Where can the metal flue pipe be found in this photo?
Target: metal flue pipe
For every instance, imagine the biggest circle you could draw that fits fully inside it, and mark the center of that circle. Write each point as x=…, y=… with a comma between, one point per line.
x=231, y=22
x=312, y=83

==========

Task directions: If a line in the entries above contains the word "metal", copy it.

Answer for the task:
Where can the metal flue pipe be found in this photo?
Target: metal flue pipe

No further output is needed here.